→ TEXT PROVIDED

====

Spaces:

Lightricks
/

ltx-2

Running on Zero

File size: 9,350 Bytes

ebfc6b3

"""
Compute reference videos for IC-LoRA training.

This script provides a command-line interface for generating reference videos to be used for IC-LoRA training.
Note that it reads and writes to the same file (the output of caption_videos.py),
where it adds the "reference_path" field to the JSON.

Basic usage:
    # Compute reference videos for all videos in a directory
    compute_reference.py videos_dir/ --output videos_dir/captions.json
"""

# Standard library imports
import json
from pathlib import Path
from typing import Dict

# Third-party imports
import cv2
import torch
import torchvision.transforms.functional as TF  # noqa: N812
import typer
from rich.console import Console
from rich.progress import (
    BarColumn,
    MofNCompleteColumn,
    Progress,
    SpinnerColumn,
    TextColumn,
    TimeElapsedColumn,
    TimeRemainingColumn,
)
from transformers.utils.logging import disable_progress_bar

# Local imports
from ltx_trainer.video_utils import read_video, save_video

# Initialize console and disable progress bars
console = Console()
disable_progress_bar()


def compute_reference(
    images: torch.Tensor,
) -> torch.Tensor:
    """Compute Canny edge detection on a batch of images.

    Args:
        images: Batch of images tensor of shape [B, C, H, W]

    Returns:
        Binary edge masks tensor of shape [B, H, W]
    """
    # Convert to grayscale if needed
    if images.shape[1] == 3:
        images = TF.rgb_to_grayscale(images)

    # Ensure images are in [0, 1] range
    if images.max() > 1.0:
        images = images / 255.0

    # Compute Canny edges
    edge_masks = []
    for image in images:
        # Convert to numpy for OpenCV
        image_np = (image.squeeze().cpu().numpy() * 255).astype("uint8")

        # Apply Canny edge detection
        edges = cv2.Canny(
            image_np,
            threshold1=100,
            threshold2=200,
        )

        # Convert back to tensor
        edge_mask = torch.from_numpy(edges).float()
        edge_masks.append(edge_mask)

    edges = torch.stack(edge_masks)
    edges = torch.stack([edges] * 3, dim=1)  # Convert to 3-channel
    return edges


def _get_meta_data(
    output_path: Path,
) -> Dict[str, str]:
    """Get set of existing reference video paths without loading the actual files.

    Args:
        output_path: Path to the reference video paths file

    Returns:
        Dictionary mapping media paths to reference video paths
    """
    if not output_path.exists():
        return {}

    console.print(f"[bold blue]Reading meta data from [cyan]{output_path}[/]...[/]")

    try:
        with output_path.open("r", encoding="utf-8") as f:
            json_data = json.load(f)

====

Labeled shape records
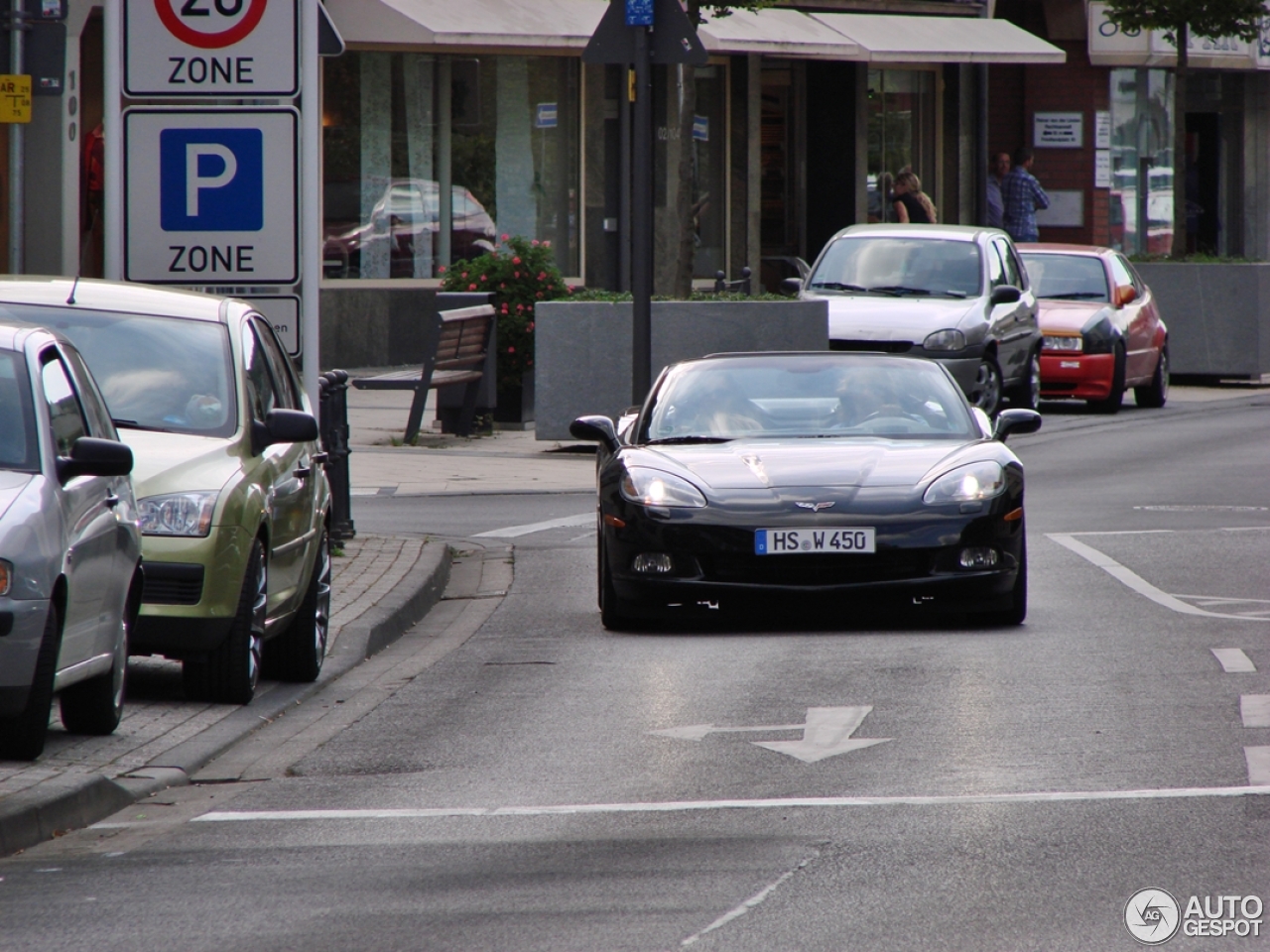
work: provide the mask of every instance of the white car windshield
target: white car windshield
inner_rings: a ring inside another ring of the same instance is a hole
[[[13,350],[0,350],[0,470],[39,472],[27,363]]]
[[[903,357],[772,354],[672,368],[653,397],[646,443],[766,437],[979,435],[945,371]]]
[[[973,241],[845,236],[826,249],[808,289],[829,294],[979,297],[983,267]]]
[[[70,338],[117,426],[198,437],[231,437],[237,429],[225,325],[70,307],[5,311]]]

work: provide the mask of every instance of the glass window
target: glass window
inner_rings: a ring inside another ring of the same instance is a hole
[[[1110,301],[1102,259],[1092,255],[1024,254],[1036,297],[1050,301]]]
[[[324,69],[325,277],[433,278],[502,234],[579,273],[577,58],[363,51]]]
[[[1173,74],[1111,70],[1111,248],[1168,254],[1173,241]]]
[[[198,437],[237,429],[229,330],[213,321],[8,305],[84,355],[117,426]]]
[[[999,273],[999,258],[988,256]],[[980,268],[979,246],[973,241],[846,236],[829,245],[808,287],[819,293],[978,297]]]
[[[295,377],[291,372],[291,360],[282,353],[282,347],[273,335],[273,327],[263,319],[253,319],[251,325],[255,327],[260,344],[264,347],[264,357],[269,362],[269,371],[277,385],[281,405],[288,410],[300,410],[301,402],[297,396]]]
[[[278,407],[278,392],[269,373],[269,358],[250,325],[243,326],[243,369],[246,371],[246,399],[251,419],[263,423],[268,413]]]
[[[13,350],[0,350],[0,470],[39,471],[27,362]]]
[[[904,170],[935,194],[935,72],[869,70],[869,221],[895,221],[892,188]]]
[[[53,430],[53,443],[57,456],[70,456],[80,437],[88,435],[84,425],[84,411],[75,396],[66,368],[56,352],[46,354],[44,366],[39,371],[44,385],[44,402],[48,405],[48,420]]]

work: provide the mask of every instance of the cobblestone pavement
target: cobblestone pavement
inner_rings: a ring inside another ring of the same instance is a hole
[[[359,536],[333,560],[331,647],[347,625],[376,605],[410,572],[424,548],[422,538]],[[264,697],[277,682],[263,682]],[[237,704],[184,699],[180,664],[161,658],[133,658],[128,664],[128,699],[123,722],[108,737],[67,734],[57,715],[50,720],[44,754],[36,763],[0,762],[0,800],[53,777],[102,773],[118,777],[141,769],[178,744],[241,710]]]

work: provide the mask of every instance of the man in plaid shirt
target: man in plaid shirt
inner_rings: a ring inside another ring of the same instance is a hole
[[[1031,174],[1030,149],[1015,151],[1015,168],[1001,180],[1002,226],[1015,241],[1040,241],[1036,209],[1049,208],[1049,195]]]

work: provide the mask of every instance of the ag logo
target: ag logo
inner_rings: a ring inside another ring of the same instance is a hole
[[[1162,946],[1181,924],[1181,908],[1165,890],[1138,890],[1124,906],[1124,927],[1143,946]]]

====

→ WORK REQUIRED
In the reference-video script, why does the compute_reference function convert each image to a NumPy array inside its loop?

→ EXERCISE OUTPUT
The conversion is made for OpenCV, whose cv2.Canny function then applies Canny edge detection to that NumPy array. The resulting edges are afterward converted back to a tensor.